Auch auf der internationalen Ebene gibt es einen großen Rückschritt: Der neue Außenminister ist von der PSDB, der klassisch neoliberalen Partei. Er hat angekündigt, sich von der Fokussierung auf Südamerika und die BRICS-Staaten abwenden und zu einer "pragmatischen Diplomatie" zurückkehren zu wollen. Übersetzt heißt das: Rückkehr zu den alten Beziehungen mit den USA und Europa. Der Anschluss an die großen Freihandelsabkommen wird wahrscheinlich kommen. Relativ schnell könnte es ein Abkommen zwischen dem Mercosur, dem Gemeinsamen Markt Südamerikas, und der Europäischen Union geben. Dafür wirbt auch Argentinien unter Macri. Die zu erwartenden negativen Folgen sind weitreichende Zugeständnisse für transnationale Konzerne und Angriffe auf soziale und Umweltrechte.

Dilma ist in den letzten Jahren ja stark in die Kritik geraten. Welchen Anteil hat sie an der aktuellen Situation?

Die Rückkehr zum Neoliberalismus begann in dem Moment, in dem Dilma ihre zweite Amtszeit antrat. Das war insofern erstaunlich als sie während des Wahlkampfs noch einen Schwenk nach Links angekündigt hatte, mit einer Vertiefung der sozialen Maßnahmen, die Lula begonnen hatte. Aber unmittelbar nach ihrer Wahl kündigte dann sie einen "Finanzausgleich" an, dessen Maßnahmen stark an die europäische Austeritätspolitik erinnerten.

Ich glaube, Dilmas Sinneswandel hat zwei Gründe: zum einen die mangelnde Tiefe ihrer Überzeugungen, zum anderen das Ziel, mit der Finanzoligarchie ein Bündnis eingehen und dann in Ruhe regieren zu können. Der angekündigte Linksschwenk war nur eine Wahlkampfstrategie und sollte denjenigen entgegen kommen, die im Jahr 2013 für bessere öffentliche Versorgung demonstriert hatten.

Die Einsparungen im Sozialbereich haben letztlich die Tür zum Amtsenthebungsverfahren geöffnet. Seit der ersten Lula-Regierung haben Teile der Eliten versucht, ihn zu demoralisieren oder sogar zu stürzen. Lulas Stärke war die Fähigkeit, mit der ärmsten Bevölkerung in einen Dialog zu treten und sie an sich zu binden. Als die Politik aber wechselte, soziale Rechte infrage gestellt wurden, Einkommen und Arbeit nicht mehr sicher waren, zerriss das Band mit den Unterschichten. Die Eliten haben das sehr schnell verstanden und eine Konfrontation begonnen, die mit dem Amtsenthebungsverfahren endete.

Wie stabil ist die Interimsregierung?

Die PMDB, Michel Temers Partei, ist zwar die stärkste Fraktion der neuen, illegitimen Regierung. Sie war schon mit Lula und Dilma an der Regierung und steckt bis über beide Ohren im Korruptionssumpf. Daneben gibt es aber auch ein ideologisch gefestigteres, neoliberales Lager – ideologisch gefestigt heißt aber nicht, dass die Neoliberalen nicht auch korrupt wären.

[Auszüge aus dem Pointing-Datensatz]
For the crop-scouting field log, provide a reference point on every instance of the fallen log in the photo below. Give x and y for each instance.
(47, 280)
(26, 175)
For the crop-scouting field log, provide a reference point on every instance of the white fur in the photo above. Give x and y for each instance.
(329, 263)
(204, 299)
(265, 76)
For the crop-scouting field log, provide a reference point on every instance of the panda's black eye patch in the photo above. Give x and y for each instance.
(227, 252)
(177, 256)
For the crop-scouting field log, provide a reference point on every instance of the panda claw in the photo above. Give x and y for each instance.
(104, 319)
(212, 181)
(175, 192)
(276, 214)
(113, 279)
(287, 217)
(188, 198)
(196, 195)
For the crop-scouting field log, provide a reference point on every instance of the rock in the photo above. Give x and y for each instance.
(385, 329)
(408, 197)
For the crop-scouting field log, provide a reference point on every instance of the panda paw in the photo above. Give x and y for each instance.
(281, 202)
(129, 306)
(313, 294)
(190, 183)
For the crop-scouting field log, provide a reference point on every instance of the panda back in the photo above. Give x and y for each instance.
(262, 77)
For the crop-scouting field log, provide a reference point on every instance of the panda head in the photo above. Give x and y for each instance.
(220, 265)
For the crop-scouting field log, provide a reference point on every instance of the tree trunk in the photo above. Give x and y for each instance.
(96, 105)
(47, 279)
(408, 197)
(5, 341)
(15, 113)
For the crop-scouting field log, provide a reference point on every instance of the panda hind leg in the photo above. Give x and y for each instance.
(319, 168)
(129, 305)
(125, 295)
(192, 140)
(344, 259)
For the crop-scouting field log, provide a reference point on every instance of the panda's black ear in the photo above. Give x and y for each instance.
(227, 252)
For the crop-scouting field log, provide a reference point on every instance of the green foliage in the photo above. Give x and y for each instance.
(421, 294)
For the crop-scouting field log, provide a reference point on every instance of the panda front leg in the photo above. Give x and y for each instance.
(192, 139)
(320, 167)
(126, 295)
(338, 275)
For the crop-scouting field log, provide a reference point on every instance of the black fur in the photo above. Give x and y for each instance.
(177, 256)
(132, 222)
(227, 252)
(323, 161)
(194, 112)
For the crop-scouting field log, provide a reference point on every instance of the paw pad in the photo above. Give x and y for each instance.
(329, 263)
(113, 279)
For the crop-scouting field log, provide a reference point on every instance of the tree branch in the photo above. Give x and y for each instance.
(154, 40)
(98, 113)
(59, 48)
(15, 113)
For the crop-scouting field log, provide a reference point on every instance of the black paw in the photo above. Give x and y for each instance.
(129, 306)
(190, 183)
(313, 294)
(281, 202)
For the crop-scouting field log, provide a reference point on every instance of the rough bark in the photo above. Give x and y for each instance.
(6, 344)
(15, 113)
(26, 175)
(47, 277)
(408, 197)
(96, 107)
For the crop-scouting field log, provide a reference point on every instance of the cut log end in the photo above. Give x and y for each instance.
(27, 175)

■ AUFGABEN ■
A. Beantworte anhand des Interviews die folgenden Fragen:
(i) Welcher Partei gehört der neue Außenminister an?
(ii) Wann begann die Rückkehr zum Neoliberalismus?
(iii) Welche Partei bildet die stärkste Fraktion der Interimsregierung?
B. Übernimm aus dem Interview wörtlich die Passage, die mit „Auch auf der“ beginnt und bis einschließlich „der aktuellen Situation?“ reicht.
C. Prüfe, ob die folgenden Aussagen mit dem Interview übereinstimmen. Antworte jeweils mit Ja oder Nein und belege die Antwort mit einem wörtlichen Zitat.
(i) Argentinien unter Macri setzt sich für ein Abkommen zwischen dem Mercosur und der EU ein.
(ii) Im Wahlkampf kündigte Dilma einen Schwenk nach rechts an.
(iii) Die PMDB war bereits mit Lula und Dilma an der Regierung.

■ LÖSUNGEN ■
A.
(i) Der PSDB.
(ii) In dem Moment, in dem Dilma ihre zweite Amtszeit antrat.
(iii) Die PMDB, Michel Temers Partei.

B.
Auch auf der internationalen Ebene gibt es einen großen Rückschritt: Der neue Außenminister ist von der PSDB, der klassisch neoliberalen Partei. Er hat angekündigt, sich von der Fokussierung auf Südamerika und die BRICS-Staaten abwenden und zu einer "pragmatischen Diplomatie" zurückkehren zu wollen. Übersetzt heißt das: Rückkehr zu den alten Beziehungen mit den USA und Europa. Der Anschluss an die großen Freihandelsabkommen wird wahrscheinlich kommen. Relativ schnell könnte es ein Abkommen zwischen dem Mercosur, dem Gemeinsamen Markt Südamerikas, und der Europäischen Union geben. Dafür wirbt auch Argentinien unter Macri. Die zu erwartenden negativen Folgen sind weitreichende Zugeständnisse für transnationale Konzerne und Angriffe auf soziale und Umweltrechte.

Dilma ist in den letzten Jahren ja stark in die Kritik geraten. Welchen Anteil hat sie an der aktuellen Situation?

C.
(i) Ja: „Dafür wirbt auch Argentinien unter Macri.“
(ii) Nein: „als sie während des Wahlkampfs noch einen Schwenk nach Links angekündigt hatte“
(iii) Ja: „Sie war schon mit Lula und Dilma an der Regierung“